(PASSAGE begins)
European Commission to seek mandate for FTA talks with New Zealand, Australia
By Paul McBeth
Oct. 15 (BusinessDesk) - The European Commission will seek a mandate to start negotiating free trade agreements with New Zealand and Australia as the executive body for the European Union as the region launches a new trade strategy.
The commission today released a new trade strategy seeking more effective policies and improving transparency, including a commitment to release key texts in Europe's negotiations in the Trans-Atlantic Trade and Investment Partnership (TTIP), a similar far-reaching trade and investment deal to the Trans-Pacific Partnership, which sparked protests across the continent. The strategy's top priorities include reviving the World Trade Organisation and concluding the TTIP, along with a free trade deal with Japan and investment agreement with China, while also opening the door to a push into Asia-Pacific, Latin America and Africa.
The priority for Europe's Asia-Pacific strategy is strengthening relationships with Australia and New Zealand, which it sees as close partners sharing common values and views on a number of issues.
"Stronger economic ties with these countries will also provide a solid platform for deeper integration with wider Asia-Pacific value chains," the paper said. The commission will "request authorisation to negotiate FTAs with Australia and New Zealand, taking into account the EU agricultural sensitivities."
(PASSAGE ends)
(MATERIAL SUPPLIED begins)
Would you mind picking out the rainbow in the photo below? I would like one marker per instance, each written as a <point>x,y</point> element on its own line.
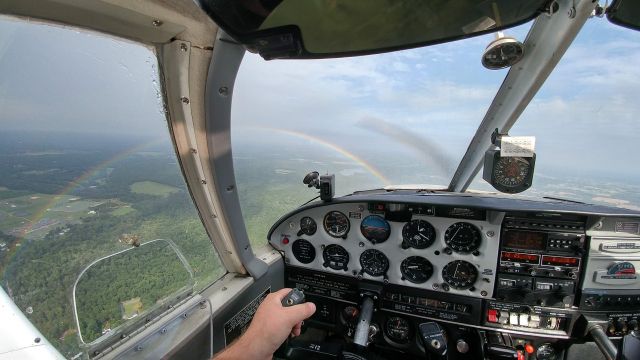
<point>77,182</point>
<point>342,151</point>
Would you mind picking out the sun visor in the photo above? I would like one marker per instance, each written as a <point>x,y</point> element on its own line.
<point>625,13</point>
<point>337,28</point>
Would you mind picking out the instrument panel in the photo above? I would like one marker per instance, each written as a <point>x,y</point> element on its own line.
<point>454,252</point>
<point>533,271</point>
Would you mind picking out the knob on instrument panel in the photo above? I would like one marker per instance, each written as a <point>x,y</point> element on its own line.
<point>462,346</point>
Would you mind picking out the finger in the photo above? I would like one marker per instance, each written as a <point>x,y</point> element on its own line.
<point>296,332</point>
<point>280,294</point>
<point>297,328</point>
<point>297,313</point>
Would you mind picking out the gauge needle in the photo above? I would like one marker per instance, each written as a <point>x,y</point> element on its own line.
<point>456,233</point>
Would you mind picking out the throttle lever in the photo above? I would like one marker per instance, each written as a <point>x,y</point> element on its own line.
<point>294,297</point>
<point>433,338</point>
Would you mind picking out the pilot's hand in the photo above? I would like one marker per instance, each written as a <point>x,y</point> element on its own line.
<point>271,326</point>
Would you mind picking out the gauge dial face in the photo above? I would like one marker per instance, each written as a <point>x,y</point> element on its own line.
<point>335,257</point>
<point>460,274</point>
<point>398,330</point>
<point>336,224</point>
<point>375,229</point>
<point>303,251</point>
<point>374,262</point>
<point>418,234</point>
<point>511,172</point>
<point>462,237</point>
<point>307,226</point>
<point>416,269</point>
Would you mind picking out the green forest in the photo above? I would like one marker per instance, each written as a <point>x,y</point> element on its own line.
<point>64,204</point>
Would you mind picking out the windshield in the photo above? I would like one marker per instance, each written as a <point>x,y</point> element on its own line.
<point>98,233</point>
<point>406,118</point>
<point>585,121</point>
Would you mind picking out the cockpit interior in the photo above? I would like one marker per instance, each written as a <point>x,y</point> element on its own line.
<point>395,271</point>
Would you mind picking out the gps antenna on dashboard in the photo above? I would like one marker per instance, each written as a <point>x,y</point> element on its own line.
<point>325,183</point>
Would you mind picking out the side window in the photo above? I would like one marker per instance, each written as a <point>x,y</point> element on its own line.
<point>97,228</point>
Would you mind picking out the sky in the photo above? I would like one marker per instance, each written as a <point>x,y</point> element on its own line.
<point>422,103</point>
(MATERIAL SUPPLIED ends)
(MATERIAL SUPPLIED begins)
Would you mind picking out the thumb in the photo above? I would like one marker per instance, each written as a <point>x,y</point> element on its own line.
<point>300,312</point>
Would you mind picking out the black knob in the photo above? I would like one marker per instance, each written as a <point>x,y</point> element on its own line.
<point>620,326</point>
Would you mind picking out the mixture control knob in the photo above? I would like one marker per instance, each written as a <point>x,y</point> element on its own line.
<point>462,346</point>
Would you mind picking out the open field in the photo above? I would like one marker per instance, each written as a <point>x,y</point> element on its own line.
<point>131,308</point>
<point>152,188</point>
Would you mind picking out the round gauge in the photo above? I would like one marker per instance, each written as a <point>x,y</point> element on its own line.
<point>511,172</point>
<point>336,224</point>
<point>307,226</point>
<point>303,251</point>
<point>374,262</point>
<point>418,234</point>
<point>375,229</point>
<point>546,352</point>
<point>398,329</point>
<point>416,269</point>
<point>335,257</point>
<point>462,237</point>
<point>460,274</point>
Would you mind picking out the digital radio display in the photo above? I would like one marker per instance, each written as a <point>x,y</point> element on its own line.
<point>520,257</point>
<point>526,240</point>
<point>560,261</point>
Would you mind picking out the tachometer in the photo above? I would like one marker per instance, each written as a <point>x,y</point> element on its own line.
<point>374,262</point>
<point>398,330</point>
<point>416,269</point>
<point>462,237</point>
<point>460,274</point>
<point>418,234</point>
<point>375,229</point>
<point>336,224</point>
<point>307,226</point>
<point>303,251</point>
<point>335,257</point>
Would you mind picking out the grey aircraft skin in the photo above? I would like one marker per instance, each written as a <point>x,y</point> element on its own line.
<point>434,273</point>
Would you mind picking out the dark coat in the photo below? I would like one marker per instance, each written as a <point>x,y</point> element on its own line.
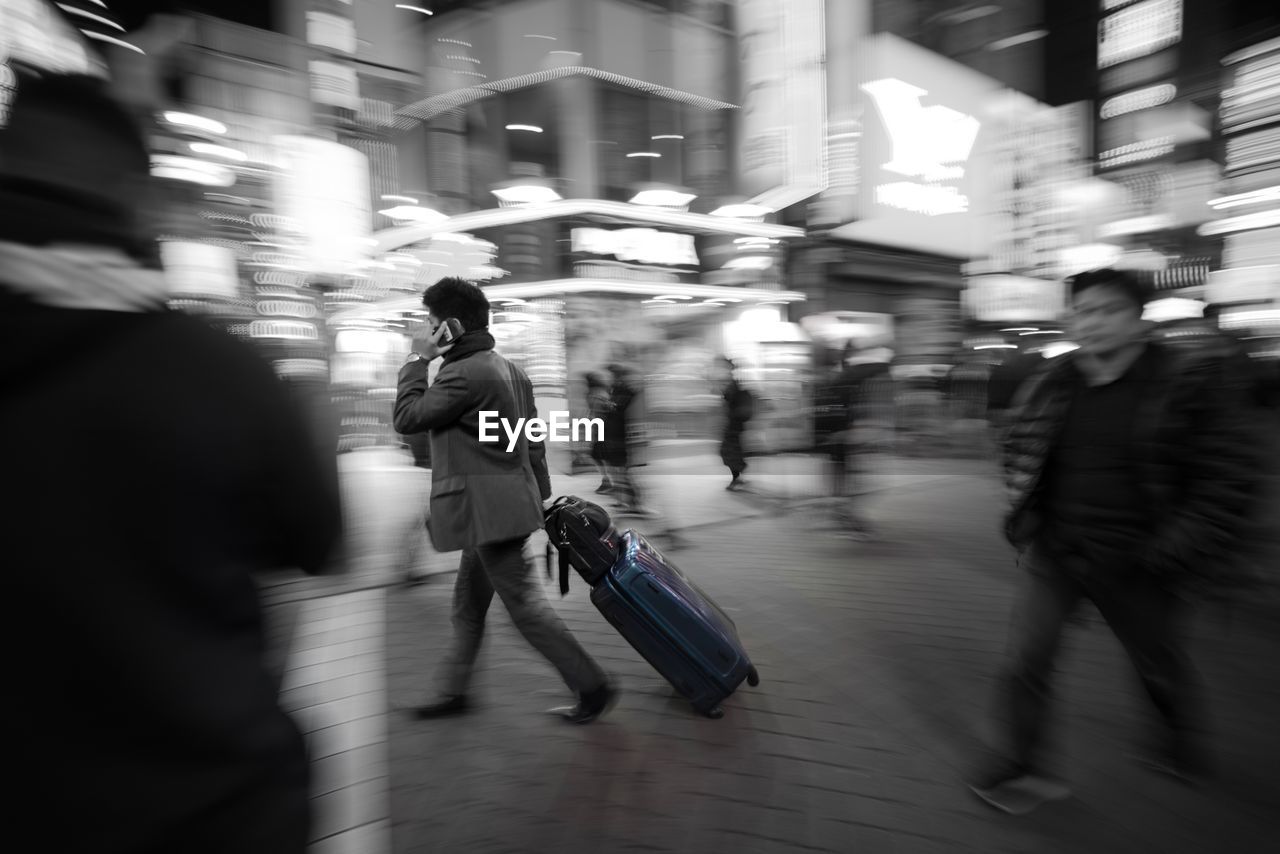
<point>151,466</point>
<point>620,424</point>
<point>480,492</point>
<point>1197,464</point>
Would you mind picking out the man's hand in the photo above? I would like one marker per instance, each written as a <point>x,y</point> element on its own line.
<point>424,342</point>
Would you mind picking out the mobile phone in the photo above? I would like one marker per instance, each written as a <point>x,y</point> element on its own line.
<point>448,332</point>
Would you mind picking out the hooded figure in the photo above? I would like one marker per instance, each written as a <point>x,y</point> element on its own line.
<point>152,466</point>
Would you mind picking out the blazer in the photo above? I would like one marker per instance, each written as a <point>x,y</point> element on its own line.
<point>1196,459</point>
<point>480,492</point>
(MATERIAL SUPPLIED ends)
EXERCISES TO COMPLETE:
A: Answer these questions from the article on the European Commission's trade strategy:
(i) Who wrote the article?
(ii) What commitment does the new strategy make about key texts in Europe's negotiations on the Trans-Atlantic Trade and Investment Partnership?
(iii) How does the commission see Australia and New Zealand?
B: According to the article on the European Commission's trade strategy, why does Europe make Australia and New Zealand the priority of its Asia-Pacific strategy? Answer in one to three sentences.
C: Continue the article on the European Commission's trade strategy from the point where it stops.

ANSWERS FOR EACH ITEM:
A:
(i) Paul McBeth.
(ii) It commits to releasing those key texts.
(iii) As close partners sharing common values and views on a number of issues.

B: The commission sees Australia and New Zealand as close partners that share common values and views on a number of issues. It also says that stronger economic ties with these countries will provide a solid platform for deeper integration with wider Asia-Pacific value chains.

C:
The new strategy comes as New Zealand renews its own desire for closer trade relations with Europe, and Prime Minister John Key will travel to Brussels later this month to meet with Donald Tusk, president of the European Council, and European Commission president Jean-Claude Juncker to push the country's case for a free trade deal.
Last month, New Zealand's government released a refreshed trade strategy emphasising a pivot to Latin America and pursuing an FTA with Europe, while continuing to build on its deepening Asia region trade relationships.
New Zealand exported $5.08 billion of goods in the year ended Aug. 31, up from $5.01 billion a year earlier, while it imported $9.15 billion of goods in the same period, compared to $8.72 billion in 2014.